REQUIRED WORK: Render the lines of the entries as a JSON list of strings, one string per line, leaving out blank lines. Start at the line that contains "task: trace the outline of the cluster" and go through the end of the entries.

Rows from a segmentation dataset
********
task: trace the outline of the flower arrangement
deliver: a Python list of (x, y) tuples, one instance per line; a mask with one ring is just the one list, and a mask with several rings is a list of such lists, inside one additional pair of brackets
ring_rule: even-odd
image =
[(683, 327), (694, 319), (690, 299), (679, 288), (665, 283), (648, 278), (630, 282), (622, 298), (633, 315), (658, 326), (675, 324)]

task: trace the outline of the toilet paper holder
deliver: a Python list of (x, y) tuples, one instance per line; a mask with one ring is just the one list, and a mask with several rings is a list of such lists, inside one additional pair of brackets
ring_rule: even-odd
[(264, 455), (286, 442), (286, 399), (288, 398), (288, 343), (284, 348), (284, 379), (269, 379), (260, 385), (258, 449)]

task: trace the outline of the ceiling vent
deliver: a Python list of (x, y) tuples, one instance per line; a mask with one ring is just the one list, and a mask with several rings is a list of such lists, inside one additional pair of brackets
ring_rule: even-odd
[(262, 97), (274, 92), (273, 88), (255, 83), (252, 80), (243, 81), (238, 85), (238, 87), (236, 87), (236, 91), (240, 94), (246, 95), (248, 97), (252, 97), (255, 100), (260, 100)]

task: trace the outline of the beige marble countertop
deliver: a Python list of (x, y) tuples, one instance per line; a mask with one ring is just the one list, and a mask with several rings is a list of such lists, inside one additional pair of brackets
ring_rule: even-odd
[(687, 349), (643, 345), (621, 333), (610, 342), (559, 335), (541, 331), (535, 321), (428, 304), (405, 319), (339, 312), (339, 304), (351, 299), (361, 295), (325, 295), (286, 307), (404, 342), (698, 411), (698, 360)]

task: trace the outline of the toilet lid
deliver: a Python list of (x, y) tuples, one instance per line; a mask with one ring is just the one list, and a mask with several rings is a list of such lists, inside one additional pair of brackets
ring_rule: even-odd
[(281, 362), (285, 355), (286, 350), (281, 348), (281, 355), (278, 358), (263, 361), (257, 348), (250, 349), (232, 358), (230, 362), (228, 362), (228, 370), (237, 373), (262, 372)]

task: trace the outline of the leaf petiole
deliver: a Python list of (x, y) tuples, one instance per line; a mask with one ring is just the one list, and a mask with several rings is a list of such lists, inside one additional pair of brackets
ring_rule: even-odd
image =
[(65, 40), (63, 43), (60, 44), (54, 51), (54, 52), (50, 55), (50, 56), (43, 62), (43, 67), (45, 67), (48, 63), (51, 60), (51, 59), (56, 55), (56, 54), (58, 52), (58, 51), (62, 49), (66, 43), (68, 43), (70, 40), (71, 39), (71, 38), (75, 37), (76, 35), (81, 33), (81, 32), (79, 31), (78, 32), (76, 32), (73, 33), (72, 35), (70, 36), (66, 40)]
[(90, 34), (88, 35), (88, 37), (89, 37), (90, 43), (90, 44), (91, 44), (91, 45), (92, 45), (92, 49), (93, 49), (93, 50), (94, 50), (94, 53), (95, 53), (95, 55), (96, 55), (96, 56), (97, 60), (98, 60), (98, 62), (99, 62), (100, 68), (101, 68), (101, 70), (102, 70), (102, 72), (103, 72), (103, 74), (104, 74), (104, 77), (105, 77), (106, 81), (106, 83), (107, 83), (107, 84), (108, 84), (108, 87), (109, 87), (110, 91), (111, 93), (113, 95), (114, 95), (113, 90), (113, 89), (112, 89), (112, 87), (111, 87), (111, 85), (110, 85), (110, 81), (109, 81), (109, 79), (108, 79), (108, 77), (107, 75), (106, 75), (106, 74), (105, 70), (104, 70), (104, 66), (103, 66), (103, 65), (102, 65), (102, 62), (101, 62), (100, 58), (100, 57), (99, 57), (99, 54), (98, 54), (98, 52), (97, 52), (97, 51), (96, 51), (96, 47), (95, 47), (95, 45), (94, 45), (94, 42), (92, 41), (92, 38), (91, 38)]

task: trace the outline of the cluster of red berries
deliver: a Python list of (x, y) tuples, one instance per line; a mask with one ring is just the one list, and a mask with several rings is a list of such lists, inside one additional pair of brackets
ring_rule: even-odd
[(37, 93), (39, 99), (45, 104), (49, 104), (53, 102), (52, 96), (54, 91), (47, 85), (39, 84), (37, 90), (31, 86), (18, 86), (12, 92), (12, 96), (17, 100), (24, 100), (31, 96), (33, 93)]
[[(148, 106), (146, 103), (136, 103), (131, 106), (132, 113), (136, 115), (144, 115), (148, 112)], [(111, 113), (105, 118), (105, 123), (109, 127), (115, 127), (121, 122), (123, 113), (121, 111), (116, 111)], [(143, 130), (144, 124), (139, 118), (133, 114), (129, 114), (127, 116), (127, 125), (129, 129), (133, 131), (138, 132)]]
********
EXERCISE RESPONSE:
[
  "task: trace the outline of the cluster of red berries",
  "deliver: a Python list of (x, y) tuples, one instance per line; a mask with one ring is just the one list, and a mask with several rings is a list of such lists, inside one additional pair of brackets",
  "ring_rule: even-odd",
  "[(37, 93), (39, 99), (45, 104), (49, 104), (53, 102), (52, 96), (54, 91), (47, 85), (39, 84), (37, 90), (31, 86), (18, 86), (12, 92), (12, 96), (17, 100), (24, 100), (31, 96), (33, 93)]",
  "[[(148, 106), (146, 103), (136, 103), (131, 106), (132, 113), (136, 115), (144, 115), (148, 112)], [(111, 113), (105, 118), (105, 123), (109, 127), (115, 127), (121, 122), (123, 113), (121, 111), (116, 111)], [(143, 130), (144, 124), (139, 118), (133, 114), (129, 114), (127, 116), (127, 125), (129, 129), (133, 131), (138, 132)]]"
]